**EXERCISE DIRECTIONS**
Could you copy the material below line by line, keeping every character the same?

>>>

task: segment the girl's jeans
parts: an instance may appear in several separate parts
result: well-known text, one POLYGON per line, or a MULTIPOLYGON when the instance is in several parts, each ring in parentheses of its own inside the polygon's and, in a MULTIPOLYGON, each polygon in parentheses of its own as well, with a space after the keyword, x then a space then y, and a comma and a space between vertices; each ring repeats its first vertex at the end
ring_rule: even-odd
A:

<<<

**THE SOLUTION**
task: segment the girl's jeans
parts: an instance may appear in several separate parts
result: well-known text, one POLYGON per line, or a MULTIPOLYGON when the instance is in several parts, each ring in parentheses of its own inside the polygon's and, in a MULTIPOLYGON, each polygon in parentheses of its own as well, with a space after the keyword, x then a space then y, and a comma and a space between vertices; each ring repeats its first vertex at the end
ring_rule: even-odd
A:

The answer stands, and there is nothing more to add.